| Exercise |
Update the records below by changing every occurrence of "Note to the class" to "Instructions", keeping every other line as is. Leave the pictures out of your output.
Start Data rows
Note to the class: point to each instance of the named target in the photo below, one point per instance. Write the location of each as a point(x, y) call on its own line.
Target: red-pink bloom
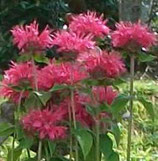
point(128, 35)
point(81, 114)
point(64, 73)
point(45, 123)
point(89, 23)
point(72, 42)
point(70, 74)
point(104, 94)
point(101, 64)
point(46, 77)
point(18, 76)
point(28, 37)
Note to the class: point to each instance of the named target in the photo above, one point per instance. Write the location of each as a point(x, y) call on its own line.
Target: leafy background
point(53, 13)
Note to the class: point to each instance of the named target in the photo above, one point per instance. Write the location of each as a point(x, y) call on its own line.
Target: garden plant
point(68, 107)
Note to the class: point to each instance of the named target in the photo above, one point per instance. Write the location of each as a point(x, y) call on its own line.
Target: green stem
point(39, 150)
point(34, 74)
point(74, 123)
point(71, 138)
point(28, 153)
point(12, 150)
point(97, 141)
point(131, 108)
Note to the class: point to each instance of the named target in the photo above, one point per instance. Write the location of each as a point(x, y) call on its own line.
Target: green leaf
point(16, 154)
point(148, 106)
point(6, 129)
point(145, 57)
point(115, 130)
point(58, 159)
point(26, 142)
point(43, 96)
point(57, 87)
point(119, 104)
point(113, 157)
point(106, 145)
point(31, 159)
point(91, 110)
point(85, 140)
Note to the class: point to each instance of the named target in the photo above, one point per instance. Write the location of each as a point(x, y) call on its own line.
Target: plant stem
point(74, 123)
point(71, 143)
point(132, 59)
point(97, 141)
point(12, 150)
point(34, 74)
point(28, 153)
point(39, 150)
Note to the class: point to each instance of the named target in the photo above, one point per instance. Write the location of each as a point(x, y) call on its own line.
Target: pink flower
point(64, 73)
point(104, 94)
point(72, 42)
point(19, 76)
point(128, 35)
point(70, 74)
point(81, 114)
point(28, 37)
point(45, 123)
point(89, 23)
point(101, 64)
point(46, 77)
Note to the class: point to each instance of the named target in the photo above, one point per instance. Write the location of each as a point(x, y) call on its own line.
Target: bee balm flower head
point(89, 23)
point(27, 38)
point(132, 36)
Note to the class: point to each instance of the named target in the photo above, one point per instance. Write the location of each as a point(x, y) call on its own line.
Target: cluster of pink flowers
End Data rows
| Exercise solution |
Instructions: point to each instance of the named target in the photo below, one point per instance. Write the location of each as a point(x, y) call on its own line.
Target: red-pink bloom
point(128, 35)
point(81, 114)
point(64, 73)
point(45, 123)
point(89, 23)
point(72, 42)
point(70, 74)
point(104, 94)
point(101, 64)
point(46, 77)
point(18, 76)
point(28, 37)
Instructions: point to each instance of the named target in the photo above, one point per instance. Write the location of each as a point(x, y) call on its own line.
Target: leafy background
point(53, 13)
Instructions: point to each instance of the named target in the photo above, one point per instance. Write the location of each as a point(x, y) call on its own line.
Target: garden plant
point(68, 107)
Instructions: point to each instance of the named target in the photo above, one point per instance. Write the location of each as a point(x, y) call on its own line.
Target: green stem
point(39, 150)
point(34, 74)
point(74, 123)
point(71, 138)
point(28, 153)
point(12, 150)
point(97, 141)
point(131, 108)
Instructions: point to each instance of the named target in the photo above, one point per instance. Write the location of each as a point(x, y) call on its own line.
Target: green leaf
point(16, 154)
point(148, 106)
point(6, 129)
point(145, 57)
point(115, 130)
point(58, 159)
point(26, 142)
point(43, 96)
point(57, 87)
point(119, 104)
point(113, 157)
point(106, 145)
point(31, 159)
point(91, 110)
point(85, 140)
Instructions: point to each instance of the named target in the photo above, one point per instance. Write the location of each as a point(x, y) call on its own line.
Target: plant stem
point(74, 123)
point(71, 143)
point(132, 59)
point(97, 141)
point(12, 150)
point(34, 74)
point(28, 153)
point(39, 150)
Instructions: point to each instance of the named target in the photo above, one point per instance. Write the location of each as a point(x, y) call on its own line.
Target: pink flower
point(64, 73)
point(104, 94)
point(72, 42)
point(19, 76)
point(128, 35)
point(70, 74)
point(81, 114)
point(28, 37)
point(45, 123)
point(89, 23)
point(101, 64)
point(46, 77)
Instructions: point to each instance of the named target in the photo above, one point per instance. Write the location of each as a point(x, y) call on its own line.
Target: bee balm flower head
point(89, 23)
point(27, 38)
point(132, 36)
Instructions: point to each instance of the named target in the photo above, one point per instance. Write the location of each as a point(x, y) call on its own line.
Target: cluster of pink flowers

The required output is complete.